- [Written instruction]: Copy the entries from the line containing "point: tree canopy" through the end of the entries, inclusive, and swap "spot" for "mark" while keeping everything else the same.

============

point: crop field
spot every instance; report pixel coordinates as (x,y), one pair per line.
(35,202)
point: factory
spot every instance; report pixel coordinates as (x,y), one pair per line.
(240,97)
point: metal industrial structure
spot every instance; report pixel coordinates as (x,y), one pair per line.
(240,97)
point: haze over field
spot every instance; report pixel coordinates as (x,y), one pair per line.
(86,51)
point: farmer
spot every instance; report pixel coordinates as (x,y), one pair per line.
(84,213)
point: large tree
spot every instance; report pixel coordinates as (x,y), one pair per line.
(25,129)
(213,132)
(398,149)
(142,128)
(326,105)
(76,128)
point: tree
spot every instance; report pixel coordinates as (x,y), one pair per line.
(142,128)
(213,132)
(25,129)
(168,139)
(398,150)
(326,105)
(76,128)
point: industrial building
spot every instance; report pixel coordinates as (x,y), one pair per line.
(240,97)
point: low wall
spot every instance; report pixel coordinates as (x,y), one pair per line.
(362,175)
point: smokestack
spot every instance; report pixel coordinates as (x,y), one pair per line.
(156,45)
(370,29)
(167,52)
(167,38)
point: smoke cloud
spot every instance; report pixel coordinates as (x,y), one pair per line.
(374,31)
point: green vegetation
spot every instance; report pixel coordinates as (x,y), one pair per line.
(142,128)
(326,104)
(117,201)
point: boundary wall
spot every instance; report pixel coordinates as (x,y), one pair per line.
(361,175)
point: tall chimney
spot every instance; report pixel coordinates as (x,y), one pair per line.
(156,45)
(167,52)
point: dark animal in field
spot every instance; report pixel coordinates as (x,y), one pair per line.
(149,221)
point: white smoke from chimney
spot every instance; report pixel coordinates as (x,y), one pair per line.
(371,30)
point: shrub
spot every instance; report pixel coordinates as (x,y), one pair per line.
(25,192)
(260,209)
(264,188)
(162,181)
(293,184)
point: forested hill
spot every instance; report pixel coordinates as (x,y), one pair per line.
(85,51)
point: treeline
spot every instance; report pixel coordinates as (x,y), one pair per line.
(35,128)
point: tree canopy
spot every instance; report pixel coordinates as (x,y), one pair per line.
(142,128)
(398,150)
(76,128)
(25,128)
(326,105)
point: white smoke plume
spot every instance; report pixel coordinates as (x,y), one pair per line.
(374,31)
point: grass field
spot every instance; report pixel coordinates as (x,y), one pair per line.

============

- [Answer in full]:
point: tree canopy
mark every instance; report pixel coordinates as (x,y), one pair per line.
(142,128)
(398,150)
(76,128)
(25,128)
(326,105)
point: white smoke plume
mark every instance; report pixel coordinates as (x,y), one pair per line.
(374,31)
point: grass field
mark every instance; report pixel coordinates as (x,y), one pair per line.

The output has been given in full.